:: PROBLEM DETAILS ::
The lines to extract begin at the one containing "chair headrest, which" and run to the end of the listing; set them down exactly and alone.

:: THE DATA ::
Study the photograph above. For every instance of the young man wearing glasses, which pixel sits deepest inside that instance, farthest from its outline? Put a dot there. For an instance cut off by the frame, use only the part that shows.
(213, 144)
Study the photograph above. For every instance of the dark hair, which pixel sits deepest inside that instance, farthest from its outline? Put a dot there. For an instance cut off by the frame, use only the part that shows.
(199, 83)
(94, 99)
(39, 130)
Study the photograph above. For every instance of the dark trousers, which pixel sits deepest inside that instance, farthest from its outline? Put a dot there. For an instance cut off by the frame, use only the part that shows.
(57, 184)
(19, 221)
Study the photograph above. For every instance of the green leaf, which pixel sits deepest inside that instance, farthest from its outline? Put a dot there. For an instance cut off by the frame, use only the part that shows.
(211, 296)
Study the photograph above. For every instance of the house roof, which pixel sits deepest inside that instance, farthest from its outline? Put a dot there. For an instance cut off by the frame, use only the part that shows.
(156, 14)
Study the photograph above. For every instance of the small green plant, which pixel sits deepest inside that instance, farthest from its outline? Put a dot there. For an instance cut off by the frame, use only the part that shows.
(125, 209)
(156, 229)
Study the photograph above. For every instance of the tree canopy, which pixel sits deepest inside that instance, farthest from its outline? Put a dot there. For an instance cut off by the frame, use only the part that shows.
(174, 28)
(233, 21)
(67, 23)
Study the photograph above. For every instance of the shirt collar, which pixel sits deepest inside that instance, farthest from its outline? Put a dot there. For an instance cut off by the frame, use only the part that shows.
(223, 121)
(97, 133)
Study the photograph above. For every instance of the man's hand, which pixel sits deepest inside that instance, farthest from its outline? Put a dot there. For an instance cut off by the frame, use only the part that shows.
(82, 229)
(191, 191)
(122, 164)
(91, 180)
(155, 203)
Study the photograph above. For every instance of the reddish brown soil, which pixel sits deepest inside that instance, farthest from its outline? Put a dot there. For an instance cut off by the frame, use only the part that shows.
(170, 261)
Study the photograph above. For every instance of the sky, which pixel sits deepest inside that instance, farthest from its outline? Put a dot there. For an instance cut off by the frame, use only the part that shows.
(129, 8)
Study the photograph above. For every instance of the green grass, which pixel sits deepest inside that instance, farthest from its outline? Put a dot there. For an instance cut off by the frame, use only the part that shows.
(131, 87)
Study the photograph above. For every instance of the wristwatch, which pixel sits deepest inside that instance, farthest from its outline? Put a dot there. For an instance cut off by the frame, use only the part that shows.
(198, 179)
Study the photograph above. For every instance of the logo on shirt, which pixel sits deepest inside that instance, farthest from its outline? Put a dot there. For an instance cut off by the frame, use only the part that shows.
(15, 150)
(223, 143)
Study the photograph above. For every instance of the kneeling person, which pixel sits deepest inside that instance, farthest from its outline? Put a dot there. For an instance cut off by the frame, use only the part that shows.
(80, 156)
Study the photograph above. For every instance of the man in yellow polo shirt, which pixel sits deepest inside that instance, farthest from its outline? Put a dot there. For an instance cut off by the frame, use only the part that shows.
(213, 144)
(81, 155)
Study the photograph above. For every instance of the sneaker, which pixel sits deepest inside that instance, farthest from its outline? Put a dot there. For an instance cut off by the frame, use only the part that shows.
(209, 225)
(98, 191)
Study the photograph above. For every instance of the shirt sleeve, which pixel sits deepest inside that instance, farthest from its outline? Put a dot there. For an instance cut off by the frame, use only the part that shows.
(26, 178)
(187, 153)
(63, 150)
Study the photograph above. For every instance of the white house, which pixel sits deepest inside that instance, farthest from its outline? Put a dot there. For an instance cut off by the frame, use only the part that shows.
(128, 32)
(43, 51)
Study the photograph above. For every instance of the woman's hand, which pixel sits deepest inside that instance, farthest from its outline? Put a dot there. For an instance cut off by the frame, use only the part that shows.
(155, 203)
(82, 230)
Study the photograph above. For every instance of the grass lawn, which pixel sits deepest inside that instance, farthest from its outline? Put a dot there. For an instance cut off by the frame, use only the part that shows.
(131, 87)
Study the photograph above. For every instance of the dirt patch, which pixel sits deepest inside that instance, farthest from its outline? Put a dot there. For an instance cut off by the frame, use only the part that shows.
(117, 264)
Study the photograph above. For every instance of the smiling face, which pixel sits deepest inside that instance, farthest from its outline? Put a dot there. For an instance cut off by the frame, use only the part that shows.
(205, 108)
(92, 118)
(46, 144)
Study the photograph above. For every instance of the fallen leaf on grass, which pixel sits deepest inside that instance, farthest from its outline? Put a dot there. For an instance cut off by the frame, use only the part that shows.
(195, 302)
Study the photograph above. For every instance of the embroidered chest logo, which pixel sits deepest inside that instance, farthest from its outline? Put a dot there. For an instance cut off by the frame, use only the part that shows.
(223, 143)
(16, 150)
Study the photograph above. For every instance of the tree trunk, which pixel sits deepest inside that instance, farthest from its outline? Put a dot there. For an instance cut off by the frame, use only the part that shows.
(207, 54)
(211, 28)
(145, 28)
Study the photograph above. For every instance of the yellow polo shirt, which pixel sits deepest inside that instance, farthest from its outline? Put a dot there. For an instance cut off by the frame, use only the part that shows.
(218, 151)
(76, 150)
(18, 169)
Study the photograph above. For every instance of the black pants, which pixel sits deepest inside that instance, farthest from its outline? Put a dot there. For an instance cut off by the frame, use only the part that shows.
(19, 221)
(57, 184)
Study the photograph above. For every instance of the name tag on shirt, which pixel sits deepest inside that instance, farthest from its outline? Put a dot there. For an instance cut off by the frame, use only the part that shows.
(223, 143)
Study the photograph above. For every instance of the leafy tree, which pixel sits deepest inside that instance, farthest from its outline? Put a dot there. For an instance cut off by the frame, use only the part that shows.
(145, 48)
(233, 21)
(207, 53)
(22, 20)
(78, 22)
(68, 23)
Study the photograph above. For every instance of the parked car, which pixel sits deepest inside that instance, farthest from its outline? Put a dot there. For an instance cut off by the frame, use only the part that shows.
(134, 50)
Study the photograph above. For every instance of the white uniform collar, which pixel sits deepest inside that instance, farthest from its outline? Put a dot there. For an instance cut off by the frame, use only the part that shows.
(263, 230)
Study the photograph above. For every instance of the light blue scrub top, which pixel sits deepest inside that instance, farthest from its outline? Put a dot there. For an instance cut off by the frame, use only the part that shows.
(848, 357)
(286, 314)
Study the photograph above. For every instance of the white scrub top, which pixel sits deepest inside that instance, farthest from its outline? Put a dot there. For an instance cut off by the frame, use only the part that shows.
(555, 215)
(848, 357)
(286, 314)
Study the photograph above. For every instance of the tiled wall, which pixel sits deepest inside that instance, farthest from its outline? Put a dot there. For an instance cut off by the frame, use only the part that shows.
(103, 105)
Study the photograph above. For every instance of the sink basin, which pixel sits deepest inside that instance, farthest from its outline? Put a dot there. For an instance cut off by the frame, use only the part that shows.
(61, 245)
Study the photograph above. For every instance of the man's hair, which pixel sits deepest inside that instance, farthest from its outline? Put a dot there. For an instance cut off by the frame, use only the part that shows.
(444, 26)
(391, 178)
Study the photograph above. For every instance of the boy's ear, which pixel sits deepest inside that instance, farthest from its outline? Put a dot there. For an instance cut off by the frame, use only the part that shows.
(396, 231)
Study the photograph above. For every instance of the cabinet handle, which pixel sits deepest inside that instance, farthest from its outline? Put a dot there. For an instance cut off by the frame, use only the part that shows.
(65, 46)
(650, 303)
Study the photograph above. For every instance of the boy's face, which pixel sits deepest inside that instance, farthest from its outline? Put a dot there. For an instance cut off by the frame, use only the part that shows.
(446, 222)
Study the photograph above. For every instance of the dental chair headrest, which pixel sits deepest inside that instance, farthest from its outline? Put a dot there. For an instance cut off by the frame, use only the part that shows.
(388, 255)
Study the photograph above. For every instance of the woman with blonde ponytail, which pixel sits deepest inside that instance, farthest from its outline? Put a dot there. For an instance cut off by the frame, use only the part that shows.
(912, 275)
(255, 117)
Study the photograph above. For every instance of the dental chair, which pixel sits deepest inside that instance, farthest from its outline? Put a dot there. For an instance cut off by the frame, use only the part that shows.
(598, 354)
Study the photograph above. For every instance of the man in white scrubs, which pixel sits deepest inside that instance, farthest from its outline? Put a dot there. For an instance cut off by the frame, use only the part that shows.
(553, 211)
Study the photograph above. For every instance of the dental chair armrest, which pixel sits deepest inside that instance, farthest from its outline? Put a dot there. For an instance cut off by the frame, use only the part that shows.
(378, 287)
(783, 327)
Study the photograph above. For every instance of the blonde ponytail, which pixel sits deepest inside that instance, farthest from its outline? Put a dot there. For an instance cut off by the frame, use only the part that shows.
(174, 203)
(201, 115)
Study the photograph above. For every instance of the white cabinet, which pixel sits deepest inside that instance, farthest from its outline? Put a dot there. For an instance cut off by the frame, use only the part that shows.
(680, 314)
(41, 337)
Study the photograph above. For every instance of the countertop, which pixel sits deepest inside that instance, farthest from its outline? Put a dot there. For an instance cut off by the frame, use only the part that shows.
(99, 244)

:: YOUR RESPONSE ::
Study the photograph above. For every instance of the dental chair headrest, which pixel sits deepest inside that instance, farthest from its outline? Put a dot there. For an instance cut off by the frame, use only the part that shows.
(388, 255)
Study the photograph above. For every instance of the woman with blonde ponytail, which pixel sits deepest inside that instance, farthest from its outline? Put a dot there. For an instance cut off by the frame, use only the part that shows.
(912, 275)
(255, 117)
Study the photograph above. For every instance of the dental chair, which pixel sits deepest inside that instance, farthest from its outline? Put a dot there. For an instance cut off by the frame, use only the part that shows.
(598, 354)
Study the photograph above. For every instance of the man in white scrubs, which pixel sits deepest inside that instance, farthest from its outline? Put a dot there. For an instance cut off by the frame, use only the part that shows.
(553, 211)
Study the photograph above. For every instance of the dental chair armrest, which pixel sits deepest inside that instance, farthest from its outline? Put a dot there. For an instance cut off by the frame, use only the part that shows.
(378, 287)
(783, 327)
Study the photograph above. For every instance of the blonde ponytail, which pixel sits deepest inside that instance, farthest from its outline? Put a dot there. For an instance cut off by the frame, use only the part that shows.
(174, 203)
(201, 115)
Study the photograph above. For every instance of the white cabinet, which pixel sits deepest inside that instance, farthest from its outline? Put a dot there. For an instance cut off by the frame, use only the part that shows.
(680, 314)
(41, 337)
Study the photograph above. For every instance of the countertop, which pixel sits deepest inside that instance, farthest from its outline? Put a dot there. For an instance cut off by the frame, use only the part that shows.
(99, 244)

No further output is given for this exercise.